* _Work to do_
Give every line of the records below as a Markdown table with the columns "No." and "Text," numbering the rows and skipping blank lines. Leave the pictures out of the table.

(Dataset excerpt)
◆ ◆ ◆ ◆

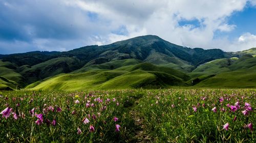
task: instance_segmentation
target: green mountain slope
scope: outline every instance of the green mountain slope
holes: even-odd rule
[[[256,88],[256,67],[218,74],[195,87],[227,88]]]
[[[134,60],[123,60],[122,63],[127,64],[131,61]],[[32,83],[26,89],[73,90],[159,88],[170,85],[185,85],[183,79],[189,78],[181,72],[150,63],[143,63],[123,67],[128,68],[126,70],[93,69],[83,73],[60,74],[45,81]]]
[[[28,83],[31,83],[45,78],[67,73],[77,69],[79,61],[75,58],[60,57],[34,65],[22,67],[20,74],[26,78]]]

◆ ◆ ◆ ◆

* _Final result_
| No. | Text |
|---|---|
| 1 | task: instance_segmentation |
| 2 | target: green mountain slope |
| 3 | scope: outline every instance of the green mountain slope |
| 4 | holes: even-odd rule |
| 5 | [[[256,88],[256,67],[218,74],[195,87],[227,88]]] |
| 6 | [[[134,60],[123,60],[122,63],[127,64],[131,61]],[[32,83],[26,89],[73,90],[159,88],[170,85],[185,85],[183,79],[189,78],[181,72],[150,63],[143,63],[123,67],[128,68],[126,70],[93,69],[83,73],[60,74],[45,81]]] |
| 7 | [[[28,83],[31,83],[45,78],[67,73],[77,69],[79,61],[75,58],[60,57],[34,65],[22,67],[20,74],[26,78]]] |